■ Task description: Rewrite every line of the entries below as a numbered list, skipping blank lines and leaving out the pictures.

■ Records provided:
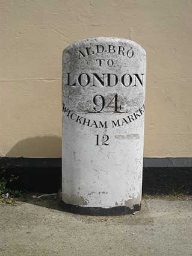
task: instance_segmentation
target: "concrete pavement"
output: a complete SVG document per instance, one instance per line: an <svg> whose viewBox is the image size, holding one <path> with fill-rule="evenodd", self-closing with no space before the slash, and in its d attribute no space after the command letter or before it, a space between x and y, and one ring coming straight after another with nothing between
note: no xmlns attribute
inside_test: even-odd
<svg viewBox="0 0 192 256"><path fill-rule="evenodd" d="M81 216L58 199L0 204L1 256L191 256L192 199L148 197L135 215Z"/></svg>

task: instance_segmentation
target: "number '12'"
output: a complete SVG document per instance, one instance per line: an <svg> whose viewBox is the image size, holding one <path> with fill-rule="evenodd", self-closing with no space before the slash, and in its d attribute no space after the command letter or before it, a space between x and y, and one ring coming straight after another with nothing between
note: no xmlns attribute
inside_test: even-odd
<svg viewBox="0 0 192 256"><path fill-rule="evenodd" d="M99 140L99 135L96 134L96 146L99 146L99 145L105 145L108 146L110 145L109 143L107 143L107 142L108 141L110 137L108 135L105 134L102 136L102 139Z"/></svg>

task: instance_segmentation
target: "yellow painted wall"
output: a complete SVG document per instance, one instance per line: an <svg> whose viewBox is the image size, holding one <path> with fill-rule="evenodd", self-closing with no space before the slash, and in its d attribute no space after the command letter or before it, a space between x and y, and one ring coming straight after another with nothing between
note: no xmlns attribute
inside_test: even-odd
<svg viewBox="0 0 192 256"><path fill-rule="evenodd" d="M191 157L191 0L1 0L0 156L61 155L61 55L90 36L147 52L144 156Z"/></svg>

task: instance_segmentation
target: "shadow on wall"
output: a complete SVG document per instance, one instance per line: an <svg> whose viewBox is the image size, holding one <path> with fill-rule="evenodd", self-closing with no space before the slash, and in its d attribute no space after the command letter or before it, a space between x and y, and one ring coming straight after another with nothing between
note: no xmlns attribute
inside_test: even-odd
<svg viewBox="0 0 192 256"><path fill-rule="evenodd" d="M59 158L61 157L61 137L37 136L17 142L5 157L31 158Z"/></svg>

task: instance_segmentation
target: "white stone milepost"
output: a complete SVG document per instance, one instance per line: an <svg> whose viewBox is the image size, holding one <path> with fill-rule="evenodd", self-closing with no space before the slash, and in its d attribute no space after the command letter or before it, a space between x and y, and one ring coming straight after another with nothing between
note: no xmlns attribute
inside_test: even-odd
<svg viewBox="0 0 192 256"><path fill-rule="evenodd" d="M145 84L146 52L134 42L93 37L64 51L64 202L140 210Z"/></svg>

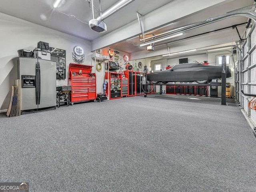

■ Correct answer:
1. task: instance_segmentation
2. target: "concrete pavement"
3. output: a complete SVG document per instance, one instance per line: an <svg> whose viewBox is the image size, holding one <path> with fill-rule="evenodd", self-closing with no space before the slash, and in its d attribute no space after the command letter or before it, a space between x and y, and one ring coming straight after another with nothing between
4. note: no xmlns attribute
5. inside_test: even-odd
6. <svg viewBox="0 0 192 256"><path fill-rule="evenodd" d="M81 216L58 199L0 204L1 256L191 256L192 199L148 197L135 215Z"/></svg>
7. task: instance_segmentation
8. target: "number '12'"
9. output: a complete SVG document per instance, one instance per line: an <svg> whose viewBox is the image size, holding one <path> with fill-rule="evenodd", self-closing with no space before the slash, and in its d attribute no space after the command letter or before it, a space between x and y, and one ring coming straight after another with nothing between
10. note: no xmlns attribute
11. inside_test: even-odd
12. <svg viewBox="0 0 192 256"><path fill-rule="evenodd" d="M99 140L99 135L96 134L96 146L99 146L99 145L105 145L108 146L110 145L109 143L107 143L107 142L108 141L110 137L108 135L105 134L102 136L102 139Z"/></svg>
13. task: instance_segmentation
14. target: "yellow painted wall"
15. output: a complete SVG document per instance, one instance per line: an <svg> whose viewBox is the image size, holding one <path> with fill-rule="evenodd", self-closing with no space before the slash, and in its d attribute no space after the command letter or before it, a space between x and y, and one ring coming straight after another with nothing between
16. note: no xmlns attribute
17. inside_test: even-odd
18. <svg viewBox="0 0 192 256"><path fill-rule="evenodd" d="M191 157L191 0L1 0L0 156L61 155L61 55L90 36L147 52L144 156Z"/></svg>
19. task: instance_segmentation
20. target: "shadow on wall"
21. output: a complete SVG document per instance, one instance per line: an <svg> whose viewBox is the image size, holding one <path> with fill-rule="evenodd", self-closing with no space before the slash, and in its d attribute no space after the command letter or before it, a space between x and y, and one ring coming straight after another with nothing between
22. note: no xmlns attribute
23. inside_test: even-odd
24. <svg viewBox="0 0 192 256"><path fill-rule="evenodd" d="M59 158L61 157L61 137L37 136L17 142L5 157L31 158Z"/></svg>
25. task: instance_segmentation
26. target: "white stone milepost"
27. output: a complete SVG document per instance, one instance per line: an <svg> whose viewBox is the image size, holding one <path> with fill-rule="evenodd", self-closing with no space before the slash, and in its d attribute no space after the command letter or before it, a space between x and y, and one ring coming straight after another with nothing between
28. note: no xmlns attribute
29. inside_test: even-odd
30. <svg viewBox="0 0 192 256"><path fill-rule="evenodd" d="M145 84L146 52L134 42L93 37L64 51L64 202L140 210Z"/></svg>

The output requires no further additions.